Only these lines of the data below are wanted: the one with "Where can the rocky outcrop", the one with "Where can the clear", and any lines between them, each repeated exactly.

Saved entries

┌──

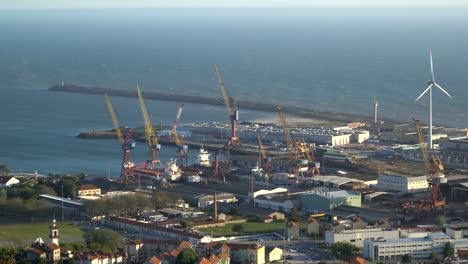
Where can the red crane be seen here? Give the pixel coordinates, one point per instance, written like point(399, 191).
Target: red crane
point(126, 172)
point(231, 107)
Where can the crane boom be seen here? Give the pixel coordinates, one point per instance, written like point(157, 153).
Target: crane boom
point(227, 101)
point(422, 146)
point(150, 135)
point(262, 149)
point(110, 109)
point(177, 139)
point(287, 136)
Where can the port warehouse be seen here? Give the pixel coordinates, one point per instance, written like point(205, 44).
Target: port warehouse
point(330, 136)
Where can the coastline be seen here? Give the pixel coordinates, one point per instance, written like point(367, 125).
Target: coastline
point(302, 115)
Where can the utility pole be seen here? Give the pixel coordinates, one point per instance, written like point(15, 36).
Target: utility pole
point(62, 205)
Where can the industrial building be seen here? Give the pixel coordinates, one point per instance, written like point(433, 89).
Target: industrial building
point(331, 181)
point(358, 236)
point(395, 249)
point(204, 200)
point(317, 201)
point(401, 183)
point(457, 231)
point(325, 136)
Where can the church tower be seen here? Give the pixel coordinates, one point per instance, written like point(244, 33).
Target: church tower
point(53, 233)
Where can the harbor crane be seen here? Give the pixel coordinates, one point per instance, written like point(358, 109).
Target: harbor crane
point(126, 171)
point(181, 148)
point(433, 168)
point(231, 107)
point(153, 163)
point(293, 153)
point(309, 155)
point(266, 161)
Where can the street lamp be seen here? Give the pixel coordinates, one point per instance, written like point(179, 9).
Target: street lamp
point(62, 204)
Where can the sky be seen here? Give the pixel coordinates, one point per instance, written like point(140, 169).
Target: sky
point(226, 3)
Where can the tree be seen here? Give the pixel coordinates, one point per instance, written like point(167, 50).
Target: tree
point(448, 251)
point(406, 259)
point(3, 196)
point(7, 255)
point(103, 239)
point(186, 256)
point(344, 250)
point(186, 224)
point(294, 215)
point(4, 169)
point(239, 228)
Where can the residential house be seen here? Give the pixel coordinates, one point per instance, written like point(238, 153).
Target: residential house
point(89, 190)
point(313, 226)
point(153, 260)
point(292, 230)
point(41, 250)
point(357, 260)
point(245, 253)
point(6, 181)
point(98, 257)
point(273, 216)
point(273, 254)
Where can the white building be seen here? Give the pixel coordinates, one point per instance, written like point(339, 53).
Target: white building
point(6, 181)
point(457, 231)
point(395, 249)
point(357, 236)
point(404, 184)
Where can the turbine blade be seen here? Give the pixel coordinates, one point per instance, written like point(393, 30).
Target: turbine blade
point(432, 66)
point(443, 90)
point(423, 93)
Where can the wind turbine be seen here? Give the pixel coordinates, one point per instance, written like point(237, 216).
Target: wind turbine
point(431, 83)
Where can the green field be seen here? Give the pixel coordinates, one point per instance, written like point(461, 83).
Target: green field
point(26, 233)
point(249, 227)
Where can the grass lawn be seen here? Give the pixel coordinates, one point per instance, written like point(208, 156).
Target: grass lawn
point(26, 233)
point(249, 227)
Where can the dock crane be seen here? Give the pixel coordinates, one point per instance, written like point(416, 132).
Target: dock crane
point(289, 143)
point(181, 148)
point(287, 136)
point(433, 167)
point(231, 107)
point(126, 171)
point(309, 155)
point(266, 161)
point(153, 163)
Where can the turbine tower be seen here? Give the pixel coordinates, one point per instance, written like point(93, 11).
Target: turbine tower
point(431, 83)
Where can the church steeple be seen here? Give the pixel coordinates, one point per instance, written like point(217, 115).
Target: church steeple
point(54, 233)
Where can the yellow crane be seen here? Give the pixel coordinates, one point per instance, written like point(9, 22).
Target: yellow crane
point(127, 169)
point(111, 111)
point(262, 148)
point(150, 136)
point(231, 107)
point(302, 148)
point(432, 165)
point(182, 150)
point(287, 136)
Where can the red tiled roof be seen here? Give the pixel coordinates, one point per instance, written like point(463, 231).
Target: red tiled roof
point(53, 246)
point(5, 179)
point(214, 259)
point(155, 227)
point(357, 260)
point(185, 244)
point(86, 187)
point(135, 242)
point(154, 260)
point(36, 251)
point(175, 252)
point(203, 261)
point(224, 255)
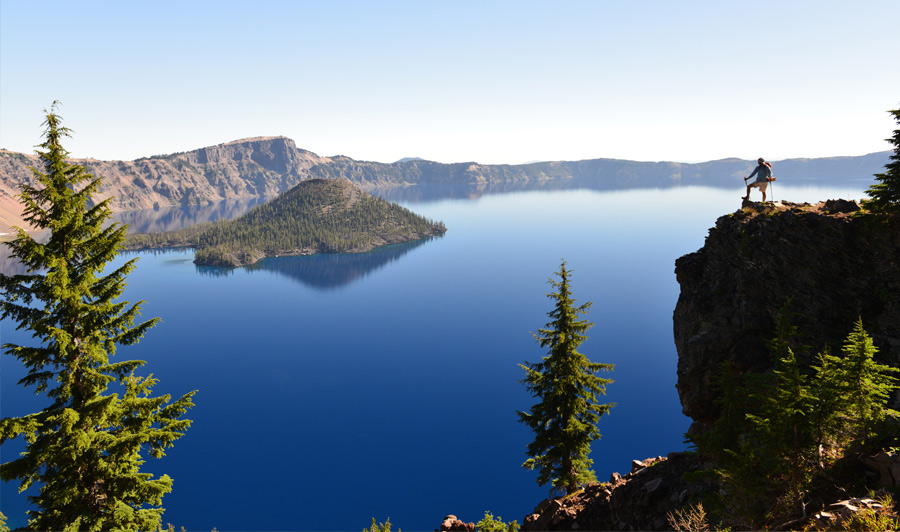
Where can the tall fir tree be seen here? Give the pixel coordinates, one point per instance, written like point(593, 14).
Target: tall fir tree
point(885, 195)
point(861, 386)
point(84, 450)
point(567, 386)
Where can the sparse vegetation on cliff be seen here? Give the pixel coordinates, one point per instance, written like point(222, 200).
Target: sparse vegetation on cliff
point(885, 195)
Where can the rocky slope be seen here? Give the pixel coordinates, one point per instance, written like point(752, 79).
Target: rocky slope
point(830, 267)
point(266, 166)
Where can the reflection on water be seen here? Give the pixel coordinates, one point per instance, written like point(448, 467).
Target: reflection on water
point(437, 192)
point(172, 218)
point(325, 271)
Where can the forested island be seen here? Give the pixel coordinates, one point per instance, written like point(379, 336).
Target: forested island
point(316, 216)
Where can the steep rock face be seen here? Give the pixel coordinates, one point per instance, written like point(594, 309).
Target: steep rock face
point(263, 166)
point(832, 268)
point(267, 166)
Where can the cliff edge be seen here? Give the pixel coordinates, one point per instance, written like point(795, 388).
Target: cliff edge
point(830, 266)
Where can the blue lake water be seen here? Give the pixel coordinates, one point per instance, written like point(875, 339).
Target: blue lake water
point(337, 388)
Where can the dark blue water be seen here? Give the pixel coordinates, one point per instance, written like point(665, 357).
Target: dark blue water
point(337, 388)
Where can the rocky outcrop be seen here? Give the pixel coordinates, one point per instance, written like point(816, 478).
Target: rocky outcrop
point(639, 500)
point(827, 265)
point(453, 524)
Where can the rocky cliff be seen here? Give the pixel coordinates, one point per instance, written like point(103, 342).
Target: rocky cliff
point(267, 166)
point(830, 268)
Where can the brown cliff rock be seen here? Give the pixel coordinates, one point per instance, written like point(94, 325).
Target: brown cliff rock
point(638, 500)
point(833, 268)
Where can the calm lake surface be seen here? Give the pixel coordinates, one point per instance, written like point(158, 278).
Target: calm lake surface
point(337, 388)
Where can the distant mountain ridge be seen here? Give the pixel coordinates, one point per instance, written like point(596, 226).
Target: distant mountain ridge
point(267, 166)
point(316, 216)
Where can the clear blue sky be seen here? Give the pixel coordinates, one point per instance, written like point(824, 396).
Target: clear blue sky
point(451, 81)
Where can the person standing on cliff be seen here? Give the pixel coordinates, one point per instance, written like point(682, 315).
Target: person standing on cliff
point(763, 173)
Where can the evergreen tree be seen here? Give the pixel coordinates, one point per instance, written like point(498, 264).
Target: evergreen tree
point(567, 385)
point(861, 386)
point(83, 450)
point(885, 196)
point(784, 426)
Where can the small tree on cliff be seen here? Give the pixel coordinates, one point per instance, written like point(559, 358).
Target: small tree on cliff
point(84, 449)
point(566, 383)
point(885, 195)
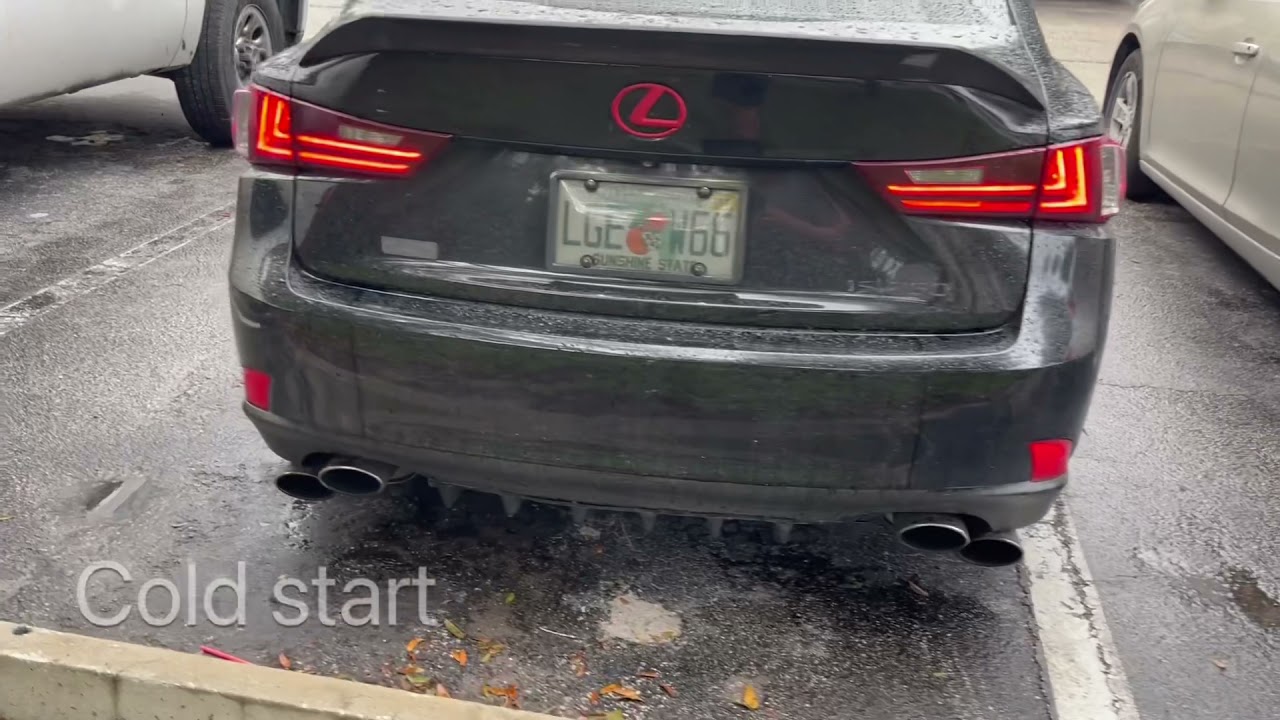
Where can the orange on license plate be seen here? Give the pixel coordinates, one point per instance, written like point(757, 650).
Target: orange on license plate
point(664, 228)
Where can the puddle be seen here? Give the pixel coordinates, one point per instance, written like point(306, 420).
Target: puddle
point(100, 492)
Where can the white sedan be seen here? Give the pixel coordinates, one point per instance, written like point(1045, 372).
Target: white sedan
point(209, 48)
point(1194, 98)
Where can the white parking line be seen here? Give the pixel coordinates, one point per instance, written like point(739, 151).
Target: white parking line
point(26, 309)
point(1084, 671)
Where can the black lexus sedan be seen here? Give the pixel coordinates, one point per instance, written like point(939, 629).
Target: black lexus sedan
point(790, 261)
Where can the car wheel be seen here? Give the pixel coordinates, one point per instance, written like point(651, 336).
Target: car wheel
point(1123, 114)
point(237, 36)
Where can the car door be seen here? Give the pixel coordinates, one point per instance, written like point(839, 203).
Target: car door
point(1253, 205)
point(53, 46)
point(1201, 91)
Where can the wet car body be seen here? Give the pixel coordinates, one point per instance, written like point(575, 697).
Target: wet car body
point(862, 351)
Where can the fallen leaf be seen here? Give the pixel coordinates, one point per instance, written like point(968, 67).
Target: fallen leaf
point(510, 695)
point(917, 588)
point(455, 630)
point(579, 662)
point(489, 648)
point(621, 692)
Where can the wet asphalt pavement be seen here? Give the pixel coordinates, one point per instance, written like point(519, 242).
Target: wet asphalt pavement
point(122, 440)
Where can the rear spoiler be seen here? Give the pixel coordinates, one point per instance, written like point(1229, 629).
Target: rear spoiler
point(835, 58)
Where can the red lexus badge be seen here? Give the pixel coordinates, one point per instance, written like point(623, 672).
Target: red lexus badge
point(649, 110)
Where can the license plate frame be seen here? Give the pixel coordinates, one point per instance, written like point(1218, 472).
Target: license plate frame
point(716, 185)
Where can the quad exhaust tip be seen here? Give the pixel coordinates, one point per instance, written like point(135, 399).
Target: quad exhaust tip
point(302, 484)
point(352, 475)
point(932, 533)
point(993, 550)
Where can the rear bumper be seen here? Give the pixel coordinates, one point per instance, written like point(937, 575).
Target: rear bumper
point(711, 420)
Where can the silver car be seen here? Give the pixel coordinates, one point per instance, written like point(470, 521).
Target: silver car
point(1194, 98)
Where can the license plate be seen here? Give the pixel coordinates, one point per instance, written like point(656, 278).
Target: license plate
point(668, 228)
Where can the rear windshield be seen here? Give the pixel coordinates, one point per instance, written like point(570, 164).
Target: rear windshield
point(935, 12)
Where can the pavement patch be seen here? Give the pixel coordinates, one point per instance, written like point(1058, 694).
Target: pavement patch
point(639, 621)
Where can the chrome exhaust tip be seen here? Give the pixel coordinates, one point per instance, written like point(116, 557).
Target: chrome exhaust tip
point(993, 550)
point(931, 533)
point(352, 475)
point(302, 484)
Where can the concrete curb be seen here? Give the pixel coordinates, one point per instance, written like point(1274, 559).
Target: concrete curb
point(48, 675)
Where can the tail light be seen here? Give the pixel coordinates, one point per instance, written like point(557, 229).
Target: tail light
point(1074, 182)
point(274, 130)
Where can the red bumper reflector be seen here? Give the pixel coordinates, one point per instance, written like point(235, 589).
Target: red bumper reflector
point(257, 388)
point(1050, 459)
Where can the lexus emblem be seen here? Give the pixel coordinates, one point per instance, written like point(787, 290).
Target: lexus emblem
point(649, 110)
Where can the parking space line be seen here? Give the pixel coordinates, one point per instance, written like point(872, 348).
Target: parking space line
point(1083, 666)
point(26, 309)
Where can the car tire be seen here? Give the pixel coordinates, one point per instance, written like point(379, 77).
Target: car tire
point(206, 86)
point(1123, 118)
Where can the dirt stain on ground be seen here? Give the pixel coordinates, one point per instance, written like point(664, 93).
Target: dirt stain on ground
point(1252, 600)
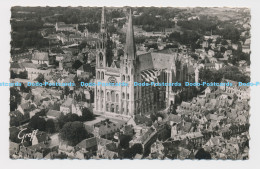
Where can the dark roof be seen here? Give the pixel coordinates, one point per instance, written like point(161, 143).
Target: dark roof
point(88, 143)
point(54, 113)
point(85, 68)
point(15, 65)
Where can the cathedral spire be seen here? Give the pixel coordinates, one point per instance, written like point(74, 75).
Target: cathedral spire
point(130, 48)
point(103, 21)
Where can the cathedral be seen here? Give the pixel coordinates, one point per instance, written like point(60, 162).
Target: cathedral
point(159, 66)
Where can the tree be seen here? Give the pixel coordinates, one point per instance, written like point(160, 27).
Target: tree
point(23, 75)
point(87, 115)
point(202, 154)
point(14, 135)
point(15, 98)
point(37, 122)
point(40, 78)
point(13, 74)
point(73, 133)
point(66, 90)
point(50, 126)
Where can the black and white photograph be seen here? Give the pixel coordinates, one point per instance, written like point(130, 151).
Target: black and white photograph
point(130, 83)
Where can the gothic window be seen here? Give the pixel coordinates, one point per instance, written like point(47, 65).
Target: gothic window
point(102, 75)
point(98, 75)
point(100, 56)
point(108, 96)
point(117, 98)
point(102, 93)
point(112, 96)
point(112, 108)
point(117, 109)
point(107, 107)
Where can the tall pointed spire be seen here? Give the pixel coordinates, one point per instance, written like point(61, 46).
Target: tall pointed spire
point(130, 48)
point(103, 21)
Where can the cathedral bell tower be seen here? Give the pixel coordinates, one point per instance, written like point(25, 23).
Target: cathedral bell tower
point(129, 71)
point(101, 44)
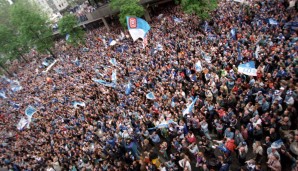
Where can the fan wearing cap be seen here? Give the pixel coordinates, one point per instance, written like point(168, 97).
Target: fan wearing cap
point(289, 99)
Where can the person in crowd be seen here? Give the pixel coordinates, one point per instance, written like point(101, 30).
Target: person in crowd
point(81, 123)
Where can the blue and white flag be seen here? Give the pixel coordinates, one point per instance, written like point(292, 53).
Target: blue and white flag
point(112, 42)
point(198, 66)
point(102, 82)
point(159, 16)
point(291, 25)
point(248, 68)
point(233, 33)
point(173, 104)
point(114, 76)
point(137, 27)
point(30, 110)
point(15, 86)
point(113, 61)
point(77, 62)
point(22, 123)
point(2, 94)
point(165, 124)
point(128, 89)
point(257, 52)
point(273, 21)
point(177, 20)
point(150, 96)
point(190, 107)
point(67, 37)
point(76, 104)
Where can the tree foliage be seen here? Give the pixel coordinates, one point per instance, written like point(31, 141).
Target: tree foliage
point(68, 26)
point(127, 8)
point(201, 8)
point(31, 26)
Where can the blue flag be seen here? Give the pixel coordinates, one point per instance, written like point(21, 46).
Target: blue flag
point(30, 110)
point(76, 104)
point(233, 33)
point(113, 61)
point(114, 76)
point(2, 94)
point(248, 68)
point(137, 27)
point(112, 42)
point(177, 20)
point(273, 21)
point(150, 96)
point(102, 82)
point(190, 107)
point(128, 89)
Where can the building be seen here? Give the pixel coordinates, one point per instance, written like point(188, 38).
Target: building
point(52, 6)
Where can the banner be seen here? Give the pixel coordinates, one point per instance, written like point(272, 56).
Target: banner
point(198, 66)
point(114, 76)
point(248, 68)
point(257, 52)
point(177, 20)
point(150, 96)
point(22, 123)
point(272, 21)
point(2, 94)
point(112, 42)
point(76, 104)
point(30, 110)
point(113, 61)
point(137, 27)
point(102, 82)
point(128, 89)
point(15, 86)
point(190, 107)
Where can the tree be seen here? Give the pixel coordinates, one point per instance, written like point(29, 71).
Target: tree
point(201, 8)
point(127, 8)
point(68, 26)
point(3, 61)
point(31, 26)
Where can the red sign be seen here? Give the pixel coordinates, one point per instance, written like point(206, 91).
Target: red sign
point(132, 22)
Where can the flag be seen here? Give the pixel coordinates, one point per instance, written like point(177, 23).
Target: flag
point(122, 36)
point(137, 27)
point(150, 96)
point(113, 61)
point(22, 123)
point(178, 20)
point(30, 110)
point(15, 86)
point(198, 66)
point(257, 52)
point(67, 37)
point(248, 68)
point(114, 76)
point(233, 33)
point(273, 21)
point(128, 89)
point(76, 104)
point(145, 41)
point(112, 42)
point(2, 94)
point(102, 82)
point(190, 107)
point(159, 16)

└──

» TASK ANSWER
Where can the rocky outcrop be seen here? Give the pixel coordinates, one point per instance, written like point(816, 478).
Target: rocky outcrop
point(639, 500)
point(827, 265)
point(453, 524)
Where can the rocky cliff be seen here? Give the pixel coordinates, one point per instance, written like point(103, 342).
Target: rocky cliff
point(267, 166)
point(830, 268)
Where can the brown cliff rock be seen here? Give the pixel coordinates, one point per instance, written like point(94, 325).
Target: brown cliff rock
point(638, 500)
point(833, 268)
Where can the calm lake surface be seen here? Give the pixel coordinates, one point per instance, written like point(158, 278).
Target: calm lake surface
point(337, 388)
Where can the distant mountain ridge be seen here? Give the pixel coordinates, one point per instance, written like point(596, 226).
Target: distant mountain ridge
point(267, 166)
point(316, 216)
Where can the clear blue sky be seen here? Give the pixel coordinates, one point per instance, written like point(824, 396).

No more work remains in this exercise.